• **TASK TO CARRY OUT**: What you return should match the listing exactly, minus its images.

• **PROVIDED ENTRIES**:
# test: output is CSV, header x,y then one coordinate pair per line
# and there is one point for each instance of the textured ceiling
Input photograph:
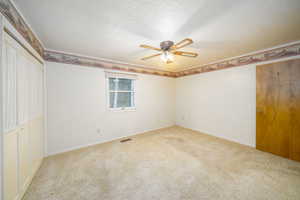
x,y
114,29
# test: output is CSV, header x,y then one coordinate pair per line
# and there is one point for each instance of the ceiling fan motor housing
x,y
166,45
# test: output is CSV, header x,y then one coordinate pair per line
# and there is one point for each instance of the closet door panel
x,y
23,157
22,88
9,89
10,153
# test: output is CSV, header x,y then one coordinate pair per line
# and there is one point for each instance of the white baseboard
x,y
101,142
219,136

• **ANSWER TO THIS PROBLEM**:
# test: output is CSV, header x,y then one coordinate pair per line
# and there is one point for each instance of the textured ceiling
Input photograph:
x,y
114,29
# test: output is CSV, header x,y then one coordinate pair per line
# and there is one point for each instance of the ceiling fan motor housing
x,y
166,45
# test: output is CSV, header x,y then one coordinate pair per line
# and there is one point for each instance of the closet door panel
x,y
23,157
22,88
9,89
10,153
# test: output is CSV, header x,y then one coordinate pair per line
# and there is one point for each instance of the white baseboard
x,y
101,142
219,136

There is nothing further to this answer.